-- START --

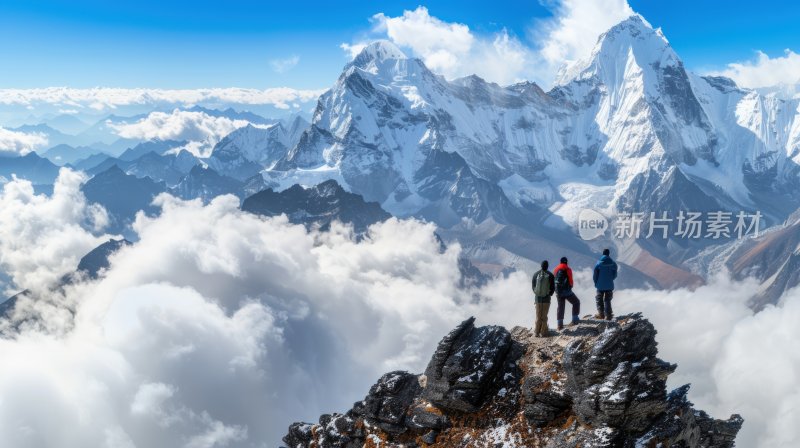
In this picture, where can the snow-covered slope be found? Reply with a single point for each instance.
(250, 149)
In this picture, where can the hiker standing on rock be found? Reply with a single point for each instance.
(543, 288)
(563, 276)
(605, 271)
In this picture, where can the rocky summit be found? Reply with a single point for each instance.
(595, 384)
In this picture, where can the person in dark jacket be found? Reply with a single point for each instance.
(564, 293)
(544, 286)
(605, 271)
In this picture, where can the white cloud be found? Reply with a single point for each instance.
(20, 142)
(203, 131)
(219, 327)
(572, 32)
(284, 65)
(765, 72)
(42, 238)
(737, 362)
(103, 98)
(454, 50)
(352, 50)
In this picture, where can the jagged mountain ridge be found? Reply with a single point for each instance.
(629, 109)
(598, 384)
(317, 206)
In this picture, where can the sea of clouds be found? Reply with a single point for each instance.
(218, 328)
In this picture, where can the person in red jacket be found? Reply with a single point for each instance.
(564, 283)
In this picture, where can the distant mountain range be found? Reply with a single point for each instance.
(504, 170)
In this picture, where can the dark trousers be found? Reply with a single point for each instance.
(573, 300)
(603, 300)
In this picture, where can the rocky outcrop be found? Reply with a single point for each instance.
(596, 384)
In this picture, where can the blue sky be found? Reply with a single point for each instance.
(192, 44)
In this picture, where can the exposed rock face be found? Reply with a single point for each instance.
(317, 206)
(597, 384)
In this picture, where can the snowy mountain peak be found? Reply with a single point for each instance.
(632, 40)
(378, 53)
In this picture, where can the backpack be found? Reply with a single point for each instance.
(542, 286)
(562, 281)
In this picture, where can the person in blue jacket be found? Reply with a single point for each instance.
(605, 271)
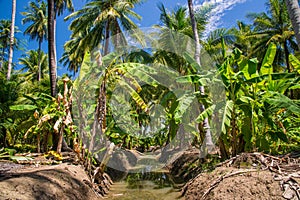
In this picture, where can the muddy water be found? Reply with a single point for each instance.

-- END --
-- START --

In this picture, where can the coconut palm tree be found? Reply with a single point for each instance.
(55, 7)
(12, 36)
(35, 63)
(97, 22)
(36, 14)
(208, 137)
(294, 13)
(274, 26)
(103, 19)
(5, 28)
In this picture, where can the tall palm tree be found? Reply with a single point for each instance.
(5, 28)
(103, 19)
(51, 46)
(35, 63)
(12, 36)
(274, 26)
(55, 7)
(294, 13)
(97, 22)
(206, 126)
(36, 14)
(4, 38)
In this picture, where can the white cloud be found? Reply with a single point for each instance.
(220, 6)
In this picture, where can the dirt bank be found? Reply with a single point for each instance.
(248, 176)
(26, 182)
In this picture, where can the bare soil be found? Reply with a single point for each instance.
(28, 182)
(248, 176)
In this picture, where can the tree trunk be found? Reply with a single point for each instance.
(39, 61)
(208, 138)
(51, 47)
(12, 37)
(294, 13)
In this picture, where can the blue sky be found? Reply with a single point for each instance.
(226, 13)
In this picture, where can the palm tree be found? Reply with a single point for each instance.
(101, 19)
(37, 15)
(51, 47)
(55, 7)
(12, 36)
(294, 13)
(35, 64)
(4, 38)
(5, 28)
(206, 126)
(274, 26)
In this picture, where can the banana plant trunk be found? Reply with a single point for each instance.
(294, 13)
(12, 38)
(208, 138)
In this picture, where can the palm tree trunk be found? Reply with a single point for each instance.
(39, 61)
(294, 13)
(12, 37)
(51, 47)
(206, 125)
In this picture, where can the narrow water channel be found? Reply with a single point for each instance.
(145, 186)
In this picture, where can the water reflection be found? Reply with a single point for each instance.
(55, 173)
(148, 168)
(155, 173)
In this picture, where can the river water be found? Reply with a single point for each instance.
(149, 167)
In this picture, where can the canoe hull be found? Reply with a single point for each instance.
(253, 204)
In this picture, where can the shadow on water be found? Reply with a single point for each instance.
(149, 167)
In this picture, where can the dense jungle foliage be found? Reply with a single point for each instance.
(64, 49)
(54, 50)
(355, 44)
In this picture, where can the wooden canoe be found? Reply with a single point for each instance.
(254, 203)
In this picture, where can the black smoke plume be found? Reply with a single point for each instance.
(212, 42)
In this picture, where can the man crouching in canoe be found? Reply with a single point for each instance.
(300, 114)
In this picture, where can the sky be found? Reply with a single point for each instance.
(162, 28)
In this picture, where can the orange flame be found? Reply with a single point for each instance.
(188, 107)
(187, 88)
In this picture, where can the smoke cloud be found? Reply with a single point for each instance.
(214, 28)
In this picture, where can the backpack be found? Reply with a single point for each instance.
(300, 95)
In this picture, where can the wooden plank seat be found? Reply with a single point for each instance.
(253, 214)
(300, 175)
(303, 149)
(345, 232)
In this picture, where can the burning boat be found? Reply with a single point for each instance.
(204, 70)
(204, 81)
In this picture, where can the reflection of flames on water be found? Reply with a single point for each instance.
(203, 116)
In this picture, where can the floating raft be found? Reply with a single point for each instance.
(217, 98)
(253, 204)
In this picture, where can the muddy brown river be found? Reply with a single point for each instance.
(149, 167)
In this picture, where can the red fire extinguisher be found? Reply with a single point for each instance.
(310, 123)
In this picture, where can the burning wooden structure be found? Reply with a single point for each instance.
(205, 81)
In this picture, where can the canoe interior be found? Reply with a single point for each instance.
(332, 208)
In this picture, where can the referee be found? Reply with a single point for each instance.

-- END --
-- START --

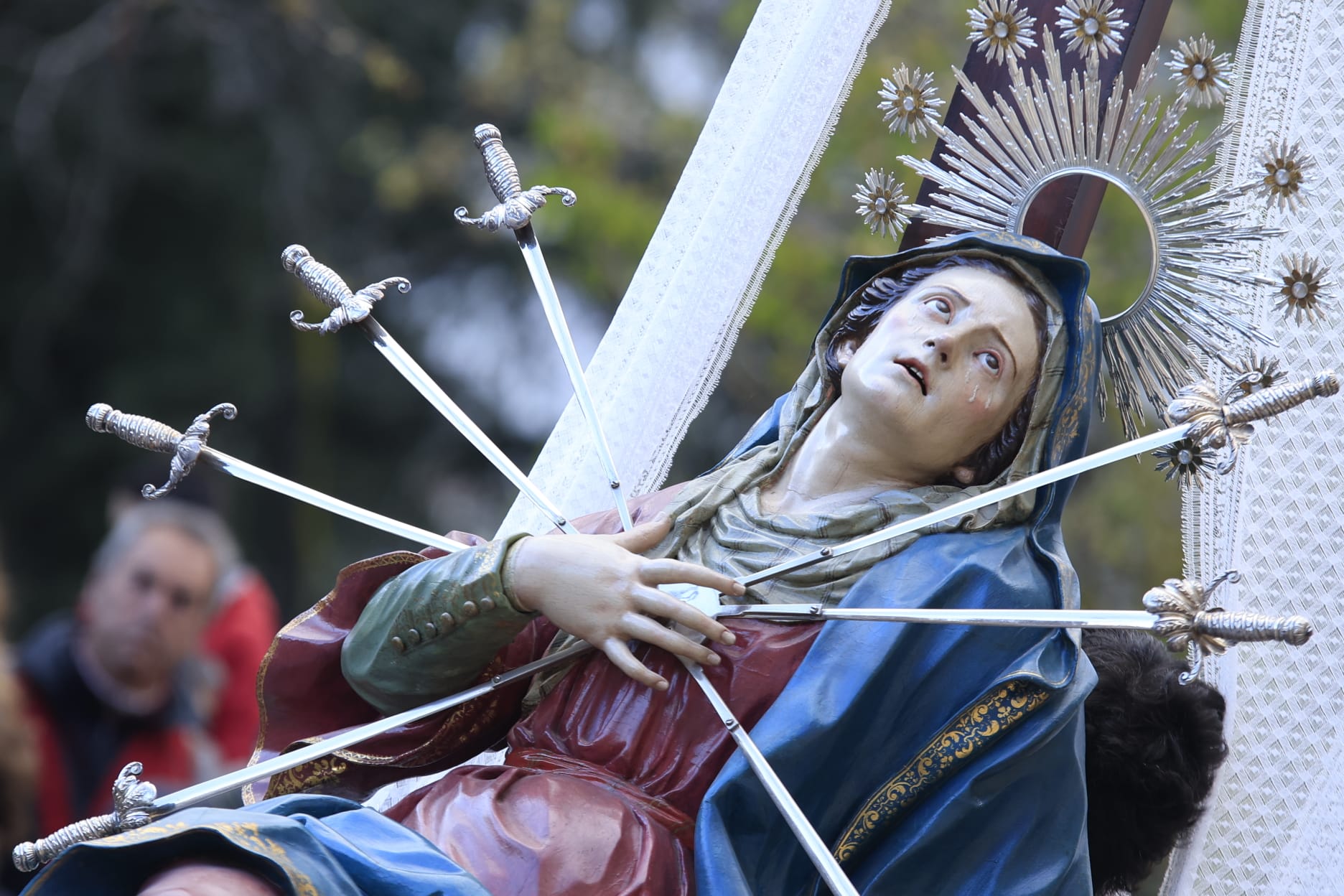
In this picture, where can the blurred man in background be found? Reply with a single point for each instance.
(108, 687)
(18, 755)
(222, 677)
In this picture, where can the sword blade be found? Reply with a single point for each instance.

-- END --

EXERCISE BRIEF: Please extract each line in the records above that contains the word "person".

RIGHT ANSWER:
In this picture, where can the person in dark jacket be found? Reply with a single point for each instance.
In this picture, where can the person in red jacket be found? Reply with a single point for each instance.
In this picture, where can the person in blue jacket be found? Reply with a single point for each instance.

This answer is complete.